| What needs to be done |
All lines up to and including the one that contains "One marker per instance, written like [(1136, 231)]." are to be transcribed exactly, starting from the first line of the records.

(Records from a collection)
<<<<

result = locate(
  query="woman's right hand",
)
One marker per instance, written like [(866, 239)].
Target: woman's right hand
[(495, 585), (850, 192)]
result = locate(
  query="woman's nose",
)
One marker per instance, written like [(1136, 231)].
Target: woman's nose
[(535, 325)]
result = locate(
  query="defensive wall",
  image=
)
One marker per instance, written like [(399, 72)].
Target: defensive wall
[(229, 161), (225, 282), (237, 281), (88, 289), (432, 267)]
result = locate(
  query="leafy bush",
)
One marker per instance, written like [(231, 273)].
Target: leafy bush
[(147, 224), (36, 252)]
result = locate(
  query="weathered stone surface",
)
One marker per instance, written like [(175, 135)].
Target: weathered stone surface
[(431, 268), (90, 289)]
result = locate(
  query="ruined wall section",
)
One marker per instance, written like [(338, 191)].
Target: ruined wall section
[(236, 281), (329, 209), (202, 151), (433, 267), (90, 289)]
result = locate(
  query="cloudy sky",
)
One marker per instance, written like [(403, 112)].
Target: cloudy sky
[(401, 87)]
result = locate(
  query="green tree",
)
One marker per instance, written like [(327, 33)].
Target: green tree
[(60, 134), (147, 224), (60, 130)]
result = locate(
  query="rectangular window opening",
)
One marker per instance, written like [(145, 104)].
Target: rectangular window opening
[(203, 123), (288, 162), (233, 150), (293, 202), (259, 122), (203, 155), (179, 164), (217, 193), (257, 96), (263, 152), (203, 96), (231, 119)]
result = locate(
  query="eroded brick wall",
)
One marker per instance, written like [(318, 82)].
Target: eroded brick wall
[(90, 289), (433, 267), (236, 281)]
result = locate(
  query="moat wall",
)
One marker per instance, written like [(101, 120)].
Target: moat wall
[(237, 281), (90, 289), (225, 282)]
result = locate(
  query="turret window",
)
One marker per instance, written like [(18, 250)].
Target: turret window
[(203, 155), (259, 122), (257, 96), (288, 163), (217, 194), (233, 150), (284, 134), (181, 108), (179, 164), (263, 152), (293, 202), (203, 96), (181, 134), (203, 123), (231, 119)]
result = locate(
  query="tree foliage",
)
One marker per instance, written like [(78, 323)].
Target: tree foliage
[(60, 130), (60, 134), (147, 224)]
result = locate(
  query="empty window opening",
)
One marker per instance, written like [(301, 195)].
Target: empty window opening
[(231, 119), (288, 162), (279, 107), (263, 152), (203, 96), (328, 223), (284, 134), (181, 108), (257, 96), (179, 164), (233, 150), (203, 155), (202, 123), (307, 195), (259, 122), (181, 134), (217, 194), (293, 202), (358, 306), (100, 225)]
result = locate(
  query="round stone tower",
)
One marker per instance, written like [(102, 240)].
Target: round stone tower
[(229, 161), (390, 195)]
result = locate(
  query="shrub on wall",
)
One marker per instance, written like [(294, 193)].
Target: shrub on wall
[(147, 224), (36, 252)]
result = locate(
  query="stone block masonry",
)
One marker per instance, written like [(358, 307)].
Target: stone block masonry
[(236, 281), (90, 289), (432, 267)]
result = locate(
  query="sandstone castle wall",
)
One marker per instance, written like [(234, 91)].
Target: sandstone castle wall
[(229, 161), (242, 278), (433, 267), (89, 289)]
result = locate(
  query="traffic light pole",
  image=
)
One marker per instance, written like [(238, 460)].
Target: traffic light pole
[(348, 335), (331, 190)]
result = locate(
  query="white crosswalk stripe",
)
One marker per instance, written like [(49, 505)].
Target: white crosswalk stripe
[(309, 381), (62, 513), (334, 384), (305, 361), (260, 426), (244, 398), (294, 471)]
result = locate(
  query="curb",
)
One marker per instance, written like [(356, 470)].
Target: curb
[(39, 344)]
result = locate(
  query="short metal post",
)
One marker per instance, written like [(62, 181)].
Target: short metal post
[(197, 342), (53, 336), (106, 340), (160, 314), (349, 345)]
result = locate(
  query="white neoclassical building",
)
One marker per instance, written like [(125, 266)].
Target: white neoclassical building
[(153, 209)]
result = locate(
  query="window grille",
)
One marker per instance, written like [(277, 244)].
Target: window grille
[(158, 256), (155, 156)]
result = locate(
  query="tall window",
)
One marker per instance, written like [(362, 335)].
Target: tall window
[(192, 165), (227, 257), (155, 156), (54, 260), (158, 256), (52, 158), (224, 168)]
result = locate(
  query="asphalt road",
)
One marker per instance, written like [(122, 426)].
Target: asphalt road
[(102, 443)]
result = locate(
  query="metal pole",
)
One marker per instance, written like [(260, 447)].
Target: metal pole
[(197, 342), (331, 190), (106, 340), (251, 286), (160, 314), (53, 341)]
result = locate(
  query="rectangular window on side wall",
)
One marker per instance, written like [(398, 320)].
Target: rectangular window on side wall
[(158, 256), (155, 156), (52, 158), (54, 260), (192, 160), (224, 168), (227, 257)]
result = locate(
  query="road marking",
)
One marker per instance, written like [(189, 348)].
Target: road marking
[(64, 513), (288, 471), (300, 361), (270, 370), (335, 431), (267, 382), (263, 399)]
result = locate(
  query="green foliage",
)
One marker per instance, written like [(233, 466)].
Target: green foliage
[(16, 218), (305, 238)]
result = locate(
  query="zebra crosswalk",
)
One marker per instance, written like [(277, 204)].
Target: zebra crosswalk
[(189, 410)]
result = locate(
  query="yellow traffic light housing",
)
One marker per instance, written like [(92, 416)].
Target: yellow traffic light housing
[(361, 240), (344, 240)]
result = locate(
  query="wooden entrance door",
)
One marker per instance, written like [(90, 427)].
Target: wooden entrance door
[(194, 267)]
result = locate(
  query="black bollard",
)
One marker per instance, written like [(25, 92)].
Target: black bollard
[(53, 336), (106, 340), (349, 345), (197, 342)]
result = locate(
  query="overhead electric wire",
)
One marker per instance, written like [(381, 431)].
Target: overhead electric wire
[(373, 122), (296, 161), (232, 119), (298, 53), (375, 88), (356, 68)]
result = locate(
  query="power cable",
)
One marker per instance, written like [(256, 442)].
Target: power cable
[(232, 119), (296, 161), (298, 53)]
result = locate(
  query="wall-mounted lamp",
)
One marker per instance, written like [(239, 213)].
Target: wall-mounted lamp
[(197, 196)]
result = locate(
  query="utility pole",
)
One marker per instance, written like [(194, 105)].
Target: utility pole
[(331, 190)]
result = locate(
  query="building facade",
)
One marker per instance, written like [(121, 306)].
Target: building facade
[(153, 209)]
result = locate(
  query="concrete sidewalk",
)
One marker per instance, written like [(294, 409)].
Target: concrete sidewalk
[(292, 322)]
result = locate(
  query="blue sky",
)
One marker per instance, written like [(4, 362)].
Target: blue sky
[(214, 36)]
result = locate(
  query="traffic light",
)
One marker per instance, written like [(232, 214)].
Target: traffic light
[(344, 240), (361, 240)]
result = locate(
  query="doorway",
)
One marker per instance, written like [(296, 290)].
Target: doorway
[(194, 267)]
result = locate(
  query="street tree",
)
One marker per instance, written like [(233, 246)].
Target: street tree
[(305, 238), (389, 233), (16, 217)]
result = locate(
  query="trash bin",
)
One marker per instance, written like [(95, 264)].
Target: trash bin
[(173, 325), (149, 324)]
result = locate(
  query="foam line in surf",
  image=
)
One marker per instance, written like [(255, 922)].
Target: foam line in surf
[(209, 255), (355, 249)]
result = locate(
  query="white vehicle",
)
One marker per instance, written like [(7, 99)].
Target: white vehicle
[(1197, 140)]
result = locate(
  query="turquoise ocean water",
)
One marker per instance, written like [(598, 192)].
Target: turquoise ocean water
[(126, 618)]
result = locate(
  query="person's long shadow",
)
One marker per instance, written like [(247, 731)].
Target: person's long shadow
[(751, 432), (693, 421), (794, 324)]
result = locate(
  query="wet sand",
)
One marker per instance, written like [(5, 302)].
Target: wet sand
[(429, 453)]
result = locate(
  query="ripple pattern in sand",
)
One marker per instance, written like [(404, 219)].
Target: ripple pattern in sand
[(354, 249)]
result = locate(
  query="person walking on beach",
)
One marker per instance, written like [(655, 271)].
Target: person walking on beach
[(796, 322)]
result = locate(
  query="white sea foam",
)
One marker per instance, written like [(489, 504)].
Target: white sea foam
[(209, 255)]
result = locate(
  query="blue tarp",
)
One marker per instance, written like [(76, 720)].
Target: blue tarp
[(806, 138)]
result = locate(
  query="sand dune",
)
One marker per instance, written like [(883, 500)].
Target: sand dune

>>>>

| Task solution |
result = locate(
  query="woman's right hand",
)
One marker per instance, written like [(866, 239)].
Target: woman's right hand
[(495, 585), (850, 192)]
result = locate(
  query="woman's nose",
)
One marker per instance, written like [(1136, 231)].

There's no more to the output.